> _Work task_:
For the material below, return exactly the lines starting at the line containing "woman's hand gripping" and ending at the line containing "Final review: confirm the location of every bed", both ends included, and no others.

> _Supplied information_:
[Start of section]
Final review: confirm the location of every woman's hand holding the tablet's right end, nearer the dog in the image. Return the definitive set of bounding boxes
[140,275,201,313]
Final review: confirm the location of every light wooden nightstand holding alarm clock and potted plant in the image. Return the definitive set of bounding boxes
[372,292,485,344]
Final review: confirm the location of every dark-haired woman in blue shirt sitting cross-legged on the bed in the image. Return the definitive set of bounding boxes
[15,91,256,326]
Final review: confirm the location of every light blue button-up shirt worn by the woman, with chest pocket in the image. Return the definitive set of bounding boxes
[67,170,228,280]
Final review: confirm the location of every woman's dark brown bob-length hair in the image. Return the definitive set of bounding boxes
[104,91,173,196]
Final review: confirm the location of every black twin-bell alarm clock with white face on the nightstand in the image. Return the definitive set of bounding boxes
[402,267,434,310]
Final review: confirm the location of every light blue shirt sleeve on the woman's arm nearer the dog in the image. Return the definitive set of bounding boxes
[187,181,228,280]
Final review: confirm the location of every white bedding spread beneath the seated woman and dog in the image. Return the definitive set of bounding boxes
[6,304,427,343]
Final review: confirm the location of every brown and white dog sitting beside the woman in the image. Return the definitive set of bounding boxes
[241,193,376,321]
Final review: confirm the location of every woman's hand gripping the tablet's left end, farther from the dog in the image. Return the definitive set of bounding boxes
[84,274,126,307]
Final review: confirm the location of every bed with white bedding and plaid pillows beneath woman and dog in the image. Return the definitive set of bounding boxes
[End of section]
[Start of section]
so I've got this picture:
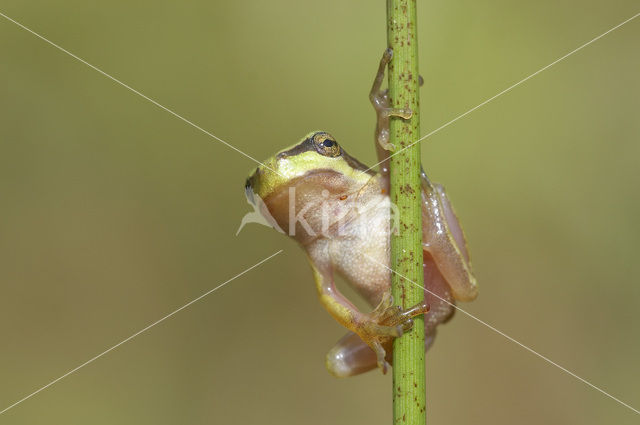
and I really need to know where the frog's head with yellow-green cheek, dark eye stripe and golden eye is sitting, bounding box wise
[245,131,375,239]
[End of section]
> _Exercise answer_:
Final review: confirm the location of every woman's hand gripping the tablet's left end, farther from the dog in the image. Return the definitive set of bounding boxes
[84,274,126,307]
Final review: confirm the location of every bed with white bedding and plaid pillows beneath woman and dog in the image. Return the definitive set of bounding boxes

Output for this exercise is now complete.